#### Stored items:
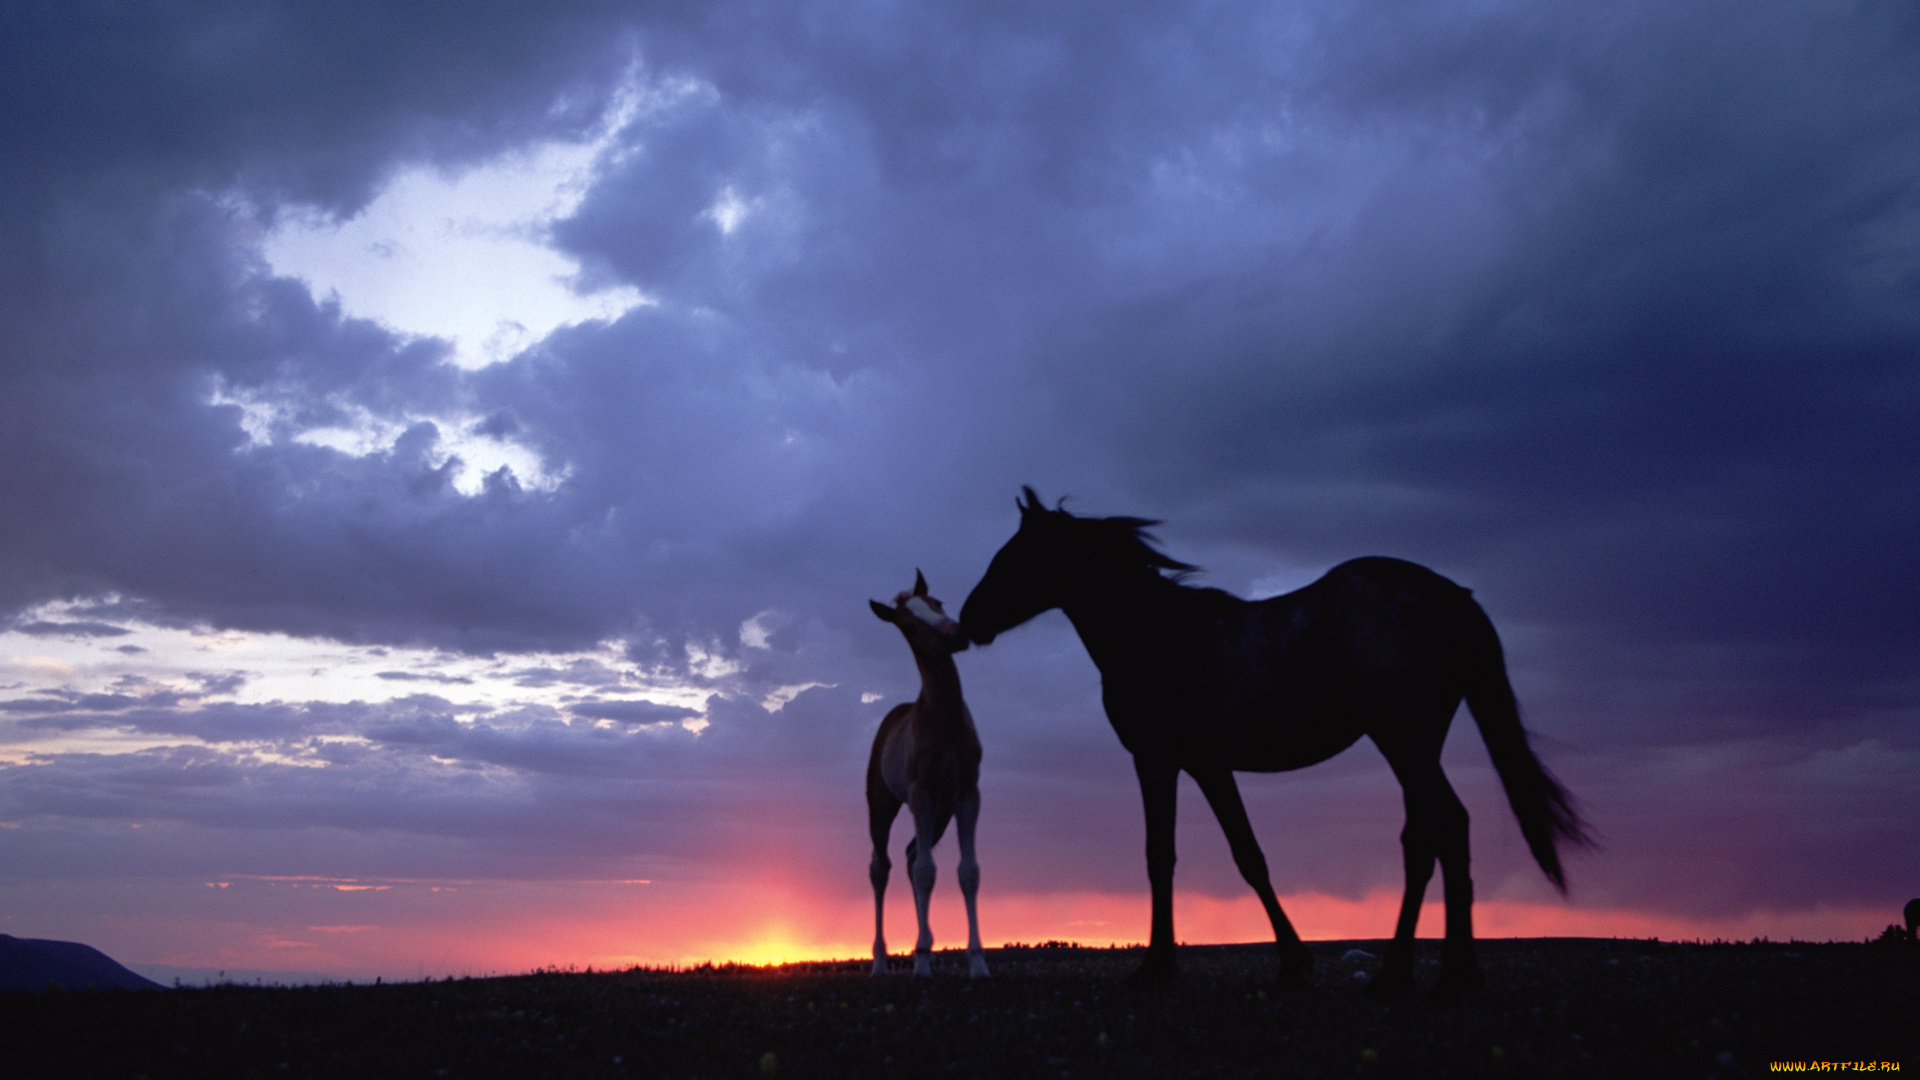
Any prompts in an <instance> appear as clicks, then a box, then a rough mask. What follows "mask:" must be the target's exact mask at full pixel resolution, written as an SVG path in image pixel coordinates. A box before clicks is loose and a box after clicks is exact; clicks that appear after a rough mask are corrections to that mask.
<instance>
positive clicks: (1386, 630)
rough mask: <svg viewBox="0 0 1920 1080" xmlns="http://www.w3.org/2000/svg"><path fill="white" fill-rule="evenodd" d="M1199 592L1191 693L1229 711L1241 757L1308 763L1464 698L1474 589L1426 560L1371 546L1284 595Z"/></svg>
mask: <svg viewBox="0 0 1920 1080" xmlns="http://www.w3.org/2000/svg"><path fill="white" fill-rule="evenodd" d="M1210 592H1212V590H1210ZM1221 596H1225V594H1221ZM1194 600H1196V611H1202V613H1204V615H1206V619H1204V625H1206V632H1202V634H1196V642H1194V646H1196V665H1194V667H1192V671H1190V675H1192V678H1190V686H1188V696H1187V700H1190V701H1194V700H1198V701H1206V707H1208V711H1212V713H1213V717H1215V719H1217V721H1219V723H1217V726H1213V732H1215V738H1221V740H1223V746H1221V748H1219V749H1217V753H1221V755H1225V757H1231V759H1235V765H1233V767H1235V769H1244V771H1261V773H1279V771H1290V769H1304V767H1308V765H1315V763H1319V761H1325V759H1329V757H1332V755H1336V753H1340V751H1342V749H1346V748H1350V746H1354V742H1357V740H1359V736H1363V734H1369V730H1371V728H1373V726H1377V724H1379V723H1396V721H1392V717H1402V715H1405V713H1409V711H1421V707H1425V705H1428V703H1432V711H1438V709H1440V707H1442V705H1440V701H1442V700H1444V698H1448V696H1450V694H1452V696H1453V698H1452V700H1453V701H1455V703H1457V700H1459V698H1457V690H1455V684H1457V671H1453V667H1455V665H1453V661H1452V657H1453V655H1455V651H1457V646H1455V638H1457V634H1459V626H1461V621H1459V615H1461V611H1463V609H1465V605H1471V603H1473V600H1471V594H1469V592H1467V590H1465V588H1461V586H1457V584H1453V582H1452V580H1448V578H1444V577H1440V575H1438V573H1434V571H1430V569H1427V567H1421V565H1419V563H1409V561H1405V559H1392V557H1384V555H1369V557H1361V559H1350V561H1346V563H1340V565H1336V567H1332V569H1331V571H1327V573H1325V575H1321V577H1319V578H1317V580H1313V582H1311V584H1308V586H1302V588H1298V590H1294V592H1288V594H1283V596H1275V598H1267V600H1258V601H1236V603H1235V605H1227V603H1223V601H1221V600H1219V598H1215V596H1196V598H1194ZM1448 715H1452V713H1448ZM1204 728H1206V724H1202V730H1204ZM1202 738H1206V736H1202Z"/></svg>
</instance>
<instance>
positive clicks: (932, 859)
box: [906, 792, 947, 978]
mask: <svg viewBox="0 0 1920 1080" xmlns="http://www.w3.org/2000/svg"><path fill="white" fill-rule="evenodd" d="M910 809H912V811H914V842H912V844H908V846H906V863H908V867H906V874H908V876H910V878H912V882H914V911H916V913H918V915H920V938H918V940H916V942H914V974H916V976H920V978H931V976H933V924H931V922H927V905H929V903H931V901H933V844H937V842H939V838H941V832H945V824H947V822H943V821H937V815H935V811H933V803H931V799H927V798H924V796H920V794H918V792H916V794H914V801H912V805H910Z"/></svg>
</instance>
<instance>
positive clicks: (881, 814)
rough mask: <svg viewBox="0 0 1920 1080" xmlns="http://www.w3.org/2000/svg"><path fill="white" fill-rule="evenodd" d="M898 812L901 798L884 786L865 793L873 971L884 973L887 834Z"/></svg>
mask: <svg viewBox="0 0 1920 1080" xmlns="http://www.w3.org/2000/svg"><path fill="white" fill-rule="evenodd" d="M899 813H900V799H895V798H893V796H891V794H887V792H885V790H879V792H874V790H872V788H868V794H866V828H868V832H870V834H872V838H874V859H872V861H870V863H868V867H866V876H868V880H872V882H874V974H887V874H889V872H891V871H893V859H887V834H891V832H893V819H895V817H897V815H899Z"/></svg>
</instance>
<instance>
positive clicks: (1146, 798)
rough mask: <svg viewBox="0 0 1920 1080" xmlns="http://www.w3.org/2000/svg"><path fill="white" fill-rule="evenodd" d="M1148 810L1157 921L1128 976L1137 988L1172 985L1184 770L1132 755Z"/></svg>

#### WHAT IS EXPECTED:
Arrange the lines of the material, from its first line through the line containing "positive clicks: (1386, 630)", as a JSON list of strings with one string per line and no blank lines. Leave the picture out of the answer.

#### YOUR SOLUTION:
[
  "Any prompts in an <instance> appear as clicks, then a box, then a rough mask. What follows \"mask:\" must be the target's exact mask at full pixel resolution, written as an SVG path in image pixel coordinates. A box before clicks is loose and a box after clicks is exact; clicks that appear after a rough mask are corrections to that mask.",
  "<instance>",
  "positive clicks: (1386, 630)"
]